=== EXTRACTED DATA ===
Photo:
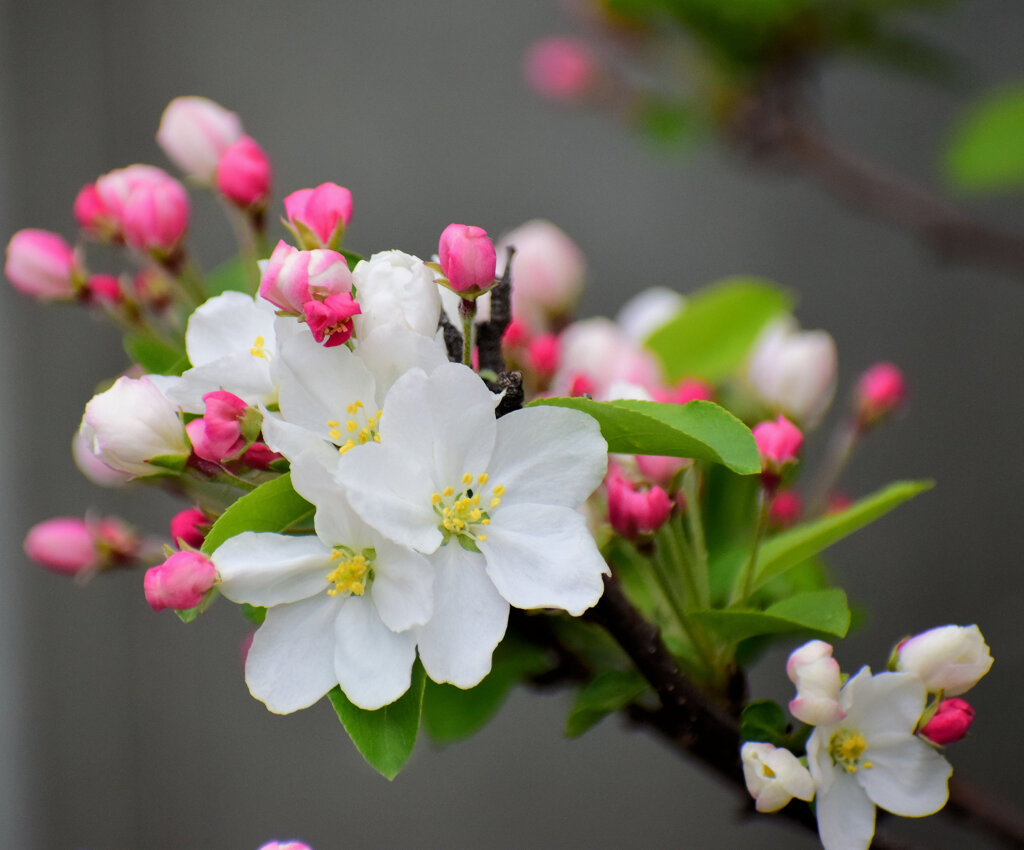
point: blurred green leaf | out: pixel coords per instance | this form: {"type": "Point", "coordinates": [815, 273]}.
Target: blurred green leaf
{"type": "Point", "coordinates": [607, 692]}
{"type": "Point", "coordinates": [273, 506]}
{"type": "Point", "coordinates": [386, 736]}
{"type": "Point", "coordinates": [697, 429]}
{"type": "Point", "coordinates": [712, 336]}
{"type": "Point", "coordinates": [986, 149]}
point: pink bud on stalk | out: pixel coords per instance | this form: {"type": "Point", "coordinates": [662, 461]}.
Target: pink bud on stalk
===
*WHAT TO WORK ON*. Keep the pictures out while you retype all of the data above exactly as it appears.

*ANSWER TO THE EXERCISE*.
Photo:
point: blurred green leaf | out: pixel coords per instance | this form: {"type": "Point", "coordinates": [815, 273]}.
Target: blurred green leaf
{"type": "Point", "coordinates": [607, 692]}
{"type": "Point", "coordinates": [273, 506]}
{"type": "Point", "coordinates": [386, 736]}
{"type": "Point", "coordinates": [697, 429]}
{"type": "Point", "coordinates": [712, 336]}
{"type": "Point", "coordinates": [986, 149]}
point: pink bud on stalk | out: pixel coords per instance | this form: {"type": "Point", "coordinates": [662, 461]}.
Target: pink bud on stalk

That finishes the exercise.